» Task goal: Copy the records below verbatim, beginning with the line containing "Q: Point out the conical" and continuing through the line containing "[313,0,525,330]", with both of those lines included.

[START Material to process]

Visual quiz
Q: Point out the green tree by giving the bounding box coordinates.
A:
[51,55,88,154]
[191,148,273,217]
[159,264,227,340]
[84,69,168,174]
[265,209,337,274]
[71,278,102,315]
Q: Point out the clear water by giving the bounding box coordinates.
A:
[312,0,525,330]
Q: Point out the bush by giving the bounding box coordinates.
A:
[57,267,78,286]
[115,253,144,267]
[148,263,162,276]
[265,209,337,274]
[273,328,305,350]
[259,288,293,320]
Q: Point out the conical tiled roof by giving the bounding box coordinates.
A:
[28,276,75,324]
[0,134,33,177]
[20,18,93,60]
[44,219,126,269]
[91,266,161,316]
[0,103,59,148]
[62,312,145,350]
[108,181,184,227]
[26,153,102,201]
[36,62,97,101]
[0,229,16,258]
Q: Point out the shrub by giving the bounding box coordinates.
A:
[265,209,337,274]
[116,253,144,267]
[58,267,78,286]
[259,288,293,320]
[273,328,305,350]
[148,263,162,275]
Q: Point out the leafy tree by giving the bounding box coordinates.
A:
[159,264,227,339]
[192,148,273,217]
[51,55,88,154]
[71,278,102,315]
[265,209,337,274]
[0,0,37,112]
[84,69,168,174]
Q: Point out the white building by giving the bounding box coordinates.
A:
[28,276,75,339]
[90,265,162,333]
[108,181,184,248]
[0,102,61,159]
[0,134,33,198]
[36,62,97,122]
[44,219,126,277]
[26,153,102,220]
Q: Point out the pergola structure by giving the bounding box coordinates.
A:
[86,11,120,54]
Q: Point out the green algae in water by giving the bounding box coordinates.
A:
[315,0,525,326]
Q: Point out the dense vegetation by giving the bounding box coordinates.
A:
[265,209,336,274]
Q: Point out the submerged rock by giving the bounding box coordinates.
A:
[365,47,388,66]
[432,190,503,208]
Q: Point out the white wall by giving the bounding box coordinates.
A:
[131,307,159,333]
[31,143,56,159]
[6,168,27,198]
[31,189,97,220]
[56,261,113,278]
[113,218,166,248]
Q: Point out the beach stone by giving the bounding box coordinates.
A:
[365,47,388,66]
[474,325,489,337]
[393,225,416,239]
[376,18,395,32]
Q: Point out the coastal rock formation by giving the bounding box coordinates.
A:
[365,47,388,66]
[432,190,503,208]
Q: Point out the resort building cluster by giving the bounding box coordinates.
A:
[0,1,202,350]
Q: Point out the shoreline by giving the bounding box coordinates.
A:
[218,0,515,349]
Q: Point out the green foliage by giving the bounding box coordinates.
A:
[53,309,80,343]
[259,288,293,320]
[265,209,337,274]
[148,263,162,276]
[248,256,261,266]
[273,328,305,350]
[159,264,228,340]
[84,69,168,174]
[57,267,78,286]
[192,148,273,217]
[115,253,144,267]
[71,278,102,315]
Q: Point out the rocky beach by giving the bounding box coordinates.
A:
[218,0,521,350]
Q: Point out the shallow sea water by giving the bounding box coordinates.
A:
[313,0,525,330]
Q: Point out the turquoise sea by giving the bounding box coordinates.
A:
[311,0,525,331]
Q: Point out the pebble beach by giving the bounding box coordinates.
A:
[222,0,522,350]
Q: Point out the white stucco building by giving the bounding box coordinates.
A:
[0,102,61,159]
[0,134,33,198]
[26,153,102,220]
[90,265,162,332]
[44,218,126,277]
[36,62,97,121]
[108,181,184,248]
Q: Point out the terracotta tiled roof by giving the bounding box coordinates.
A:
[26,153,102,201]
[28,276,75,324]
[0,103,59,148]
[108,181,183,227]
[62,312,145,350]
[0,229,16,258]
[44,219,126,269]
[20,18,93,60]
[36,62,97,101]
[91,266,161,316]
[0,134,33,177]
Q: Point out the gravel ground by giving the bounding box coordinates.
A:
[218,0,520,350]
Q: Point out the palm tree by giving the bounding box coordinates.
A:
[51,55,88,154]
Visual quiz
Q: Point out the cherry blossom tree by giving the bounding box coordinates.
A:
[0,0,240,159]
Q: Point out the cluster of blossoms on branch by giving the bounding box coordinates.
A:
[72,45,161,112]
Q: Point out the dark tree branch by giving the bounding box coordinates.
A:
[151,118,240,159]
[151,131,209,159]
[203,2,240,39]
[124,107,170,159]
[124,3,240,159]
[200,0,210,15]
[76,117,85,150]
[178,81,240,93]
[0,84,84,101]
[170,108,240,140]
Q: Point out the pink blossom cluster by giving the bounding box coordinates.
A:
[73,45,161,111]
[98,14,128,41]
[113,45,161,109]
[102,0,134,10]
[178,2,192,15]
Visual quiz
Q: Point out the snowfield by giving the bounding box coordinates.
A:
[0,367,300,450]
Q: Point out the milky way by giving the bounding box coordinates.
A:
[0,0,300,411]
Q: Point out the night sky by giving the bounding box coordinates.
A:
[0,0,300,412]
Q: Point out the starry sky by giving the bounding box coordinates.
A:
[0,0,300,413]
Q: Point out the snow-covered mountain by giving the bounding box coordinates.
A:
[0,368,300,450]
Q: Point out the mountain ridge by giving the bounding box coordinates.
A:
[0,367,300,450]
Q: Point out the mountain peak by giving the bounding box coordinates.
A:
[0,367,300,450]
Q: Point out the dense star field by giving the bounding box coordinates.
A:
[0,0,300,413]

[END Material to process]
[START Material to process]

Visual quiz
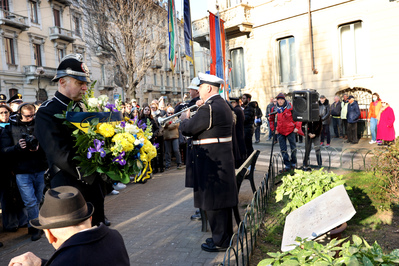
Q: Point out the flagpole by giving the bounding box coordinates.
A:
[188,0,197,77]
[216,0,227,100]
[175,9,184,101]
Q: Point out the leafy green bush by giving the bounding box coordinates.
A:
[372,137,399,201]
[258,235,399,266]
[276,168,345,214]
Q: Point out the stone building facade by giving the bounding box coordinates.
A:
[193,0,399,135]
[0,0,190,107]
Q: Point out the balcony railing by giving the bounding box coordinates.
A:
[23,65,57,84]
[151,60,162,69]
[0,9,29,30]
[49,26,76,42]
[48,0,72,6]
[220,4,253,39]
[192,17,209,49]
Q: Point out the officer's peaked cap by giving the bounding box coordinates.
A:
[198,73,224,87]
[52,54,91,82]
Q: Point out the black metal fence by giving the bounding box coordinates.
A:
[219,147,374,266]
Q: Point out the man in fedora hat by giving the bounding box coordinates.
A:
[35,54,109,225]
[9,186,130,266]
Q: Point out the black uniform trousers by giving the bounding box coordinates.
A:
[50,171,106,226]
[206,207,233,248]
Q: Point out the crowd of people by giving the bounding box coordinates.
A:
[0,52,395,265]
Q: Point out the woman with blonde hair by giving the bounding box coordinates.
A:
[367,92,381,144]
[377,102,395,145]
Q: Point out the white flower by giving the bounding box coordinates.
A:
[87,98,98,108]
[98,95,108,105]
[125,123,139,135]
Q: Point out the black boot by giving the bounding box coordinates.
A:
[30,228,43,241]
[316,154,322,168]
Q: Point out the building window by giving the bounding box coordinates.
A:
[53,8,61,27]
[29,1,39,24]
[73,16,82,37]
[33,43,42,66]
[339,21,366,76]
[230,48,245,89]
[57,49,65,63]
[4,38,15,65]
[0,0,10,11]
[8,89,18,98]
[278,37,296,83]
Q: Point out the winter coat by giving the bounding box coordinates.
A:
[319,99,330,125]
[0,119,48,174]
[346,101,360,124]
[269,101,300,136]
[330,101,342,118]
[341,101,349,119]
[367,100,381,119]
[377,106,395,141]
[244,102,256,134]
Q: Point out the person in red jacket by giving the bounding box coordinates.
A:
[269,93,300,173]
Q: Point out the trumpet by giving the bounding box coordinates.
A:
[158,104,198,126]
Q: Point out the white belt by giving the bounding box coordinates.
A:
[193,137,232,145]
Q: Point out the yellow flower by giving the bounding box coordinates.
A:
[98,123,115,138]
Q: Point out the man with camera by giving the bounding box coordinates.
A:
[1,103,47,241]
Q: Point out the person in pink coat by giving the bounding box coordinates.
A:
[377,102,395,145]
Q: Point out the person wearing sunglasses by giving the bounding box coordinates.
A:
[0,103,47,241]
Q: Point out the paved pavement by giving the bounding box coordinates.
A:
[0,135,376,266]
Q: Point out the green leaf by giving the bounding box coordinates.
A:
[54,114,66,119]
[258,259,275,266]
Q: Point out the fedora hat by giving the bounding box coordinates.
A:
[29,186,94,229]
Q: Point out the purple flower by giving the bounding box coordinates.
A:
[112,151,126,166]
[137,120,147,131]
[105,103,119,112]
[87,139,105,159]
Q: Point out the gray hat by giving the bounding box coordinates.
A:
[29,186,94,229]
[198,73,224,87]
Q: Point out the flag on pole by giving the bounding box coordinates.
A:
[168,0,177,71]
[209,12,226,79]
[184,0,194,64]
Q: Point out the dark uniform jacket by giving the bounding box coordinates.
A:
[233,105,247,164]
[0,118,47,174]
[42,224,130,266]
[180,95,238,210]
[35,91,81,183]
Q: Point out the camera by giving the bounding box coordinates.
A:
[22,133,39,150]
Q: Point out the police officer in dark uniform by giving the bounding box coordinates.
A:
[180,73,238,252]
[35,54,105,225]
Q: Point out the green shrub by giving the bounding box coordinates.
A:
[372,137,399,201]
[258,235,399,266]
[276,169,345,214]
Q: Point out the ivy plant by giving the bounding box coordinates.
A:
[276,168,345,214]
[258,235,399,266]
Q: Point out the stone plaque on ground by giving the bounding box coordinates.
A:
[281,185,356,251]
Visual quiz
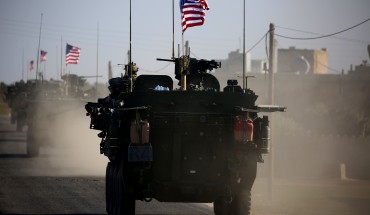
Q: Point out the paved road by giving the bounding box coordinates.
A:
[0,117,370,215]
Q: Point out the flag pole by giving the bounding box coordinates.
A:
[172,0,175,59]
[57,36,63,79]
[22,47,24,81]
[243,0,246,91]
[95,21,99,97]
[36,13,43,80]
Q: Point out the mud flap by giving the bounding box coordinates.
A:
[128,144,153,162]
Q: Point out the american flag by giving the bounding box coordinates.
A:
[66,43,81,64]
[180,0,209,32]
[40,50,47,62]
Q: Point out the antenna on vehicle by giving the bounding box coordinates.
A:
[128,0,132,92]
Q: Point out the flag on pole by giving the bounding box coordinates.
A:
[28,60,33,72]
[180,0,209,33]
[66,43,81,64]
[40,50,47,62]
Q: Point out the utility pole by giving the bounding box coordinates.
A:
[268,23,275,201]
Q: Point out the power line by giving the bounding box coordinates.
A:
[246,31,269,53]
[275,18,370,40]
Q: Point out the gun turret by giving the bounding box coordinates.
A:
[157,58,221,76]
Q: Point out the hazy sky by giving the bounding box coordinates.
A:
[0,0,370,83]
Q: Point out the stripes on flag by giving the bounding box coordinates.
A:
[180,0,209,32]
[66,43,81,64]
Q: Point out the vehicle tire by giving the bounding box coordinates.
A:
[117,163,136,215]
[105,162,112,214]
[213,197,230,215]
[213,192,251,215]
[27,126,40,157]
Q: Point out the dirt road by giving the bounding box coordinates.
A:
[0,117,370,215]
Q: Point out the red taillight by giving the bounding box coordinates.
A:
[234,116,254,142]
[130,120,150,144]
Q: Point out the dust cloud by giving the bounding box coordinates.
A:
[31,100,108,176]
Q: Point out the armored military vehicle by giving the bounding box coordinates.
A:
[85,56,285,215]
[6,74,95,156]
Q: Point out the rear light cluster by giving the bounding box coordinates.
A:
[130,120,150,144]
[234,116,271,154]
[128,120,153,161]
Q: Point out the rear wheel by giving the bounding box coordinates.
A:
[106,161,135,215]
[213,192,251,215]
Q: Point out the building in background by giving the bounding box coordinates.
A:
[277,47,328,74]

[END Material to process]

» The response:
Q: Point out the conical tiled roof by giving the bounding box coordinates.
A:
[28,276,75,324]
[0,134,33,177]
[20,18,93,60]
[44,219,126,269]
[91,266,161,316]
[0,103,59,148]
[62,312,145,350]
[108,181,184,227]
[26,153,102,201]
[36,62,97,101]
[0,229,16,258]
Q: Point out the shrub by giving the bounding box coordinates.
A:
[265,209,337,274]
[116,253,144,267]
[58,267,78,286]
[259,288,293,320]
[273,328,305,350]
[148,263,162,275]
Q: Point out the leafy tree by giving the bounding box coordinates.
A:
[159,264,227,339]
[192,148,273,217]
[51,55,88,154]
[71,278,102,315]
[265,209,337,274]
[0,0,37,112]
[84,69,168,174]
Q: Point out the white building by giving the bounding box coordinates.
A:
[28,276,75,339]
[90,265,162,333]
[108,181,184,248]
[0,102,61,159]
[0,134,33,198]
[36,62,97,122]
[44,219,126,277]
[26,153,102,220]
Q: Point out the pergola structure by giving the bounding box coordinates.
A:
[86,11,120,54]
Q: Point out the green algae in water by giving the bounding box coordinates.
A:
[315,0,525,326]
Q: Point out the dense vegetation by giving the bounding box coordinates.
A:
[265,209,336,274]
Q: Point out the submerged rock by giving the bounding box coordinates.
A:
[365,47,388,66]
[432,190,503,208]
Q: Point out the white wall by giving the bounding box coordinates.
A:
[131,307,159,333]
[31,143,56,159]
[6,168,27,198]
[31,189,97,220]
[56,261,113,278]
[113,218,166,248]
Q: Point out the beach stone by giving the bounding box coordinates.
A:
[365,47,388,66]
[474,325,489,337]
[393,225,416,239]
[376,18,395,32]
Q: Point out the coastal rock formation by giving the bounding box coordinates.
A:
[365,47,388,66]
[432,190,503,208]
Q: Point out the resort building cluster by giving the bounding box coordinates.
A:
[0,1,202,350]
Q: Point out the shoreline by giving the bounding box coordinates.
A:
[218,0,515,349]
Q: Point out the green foliage by giving the bounding box coordinates.
A:
[53,309,80,343]
[259,288,293,320]
[265,209,337,274]
[148,263,162,276]
[248,256,261,266]
[273,328,305,350]
[159,264,228,340]
[84,69,168,174]
[57,267,78,286]
[192,148,273,217]
[115,253,144,267]
[71,278,102,315]
Q: Point out the rocky beach by giving the bounding box coordinates.
A:
[218,0,521,350]
Q: Point out the shallow sea water by giving the bounding box coordinates.
A:
[313,0,525,330]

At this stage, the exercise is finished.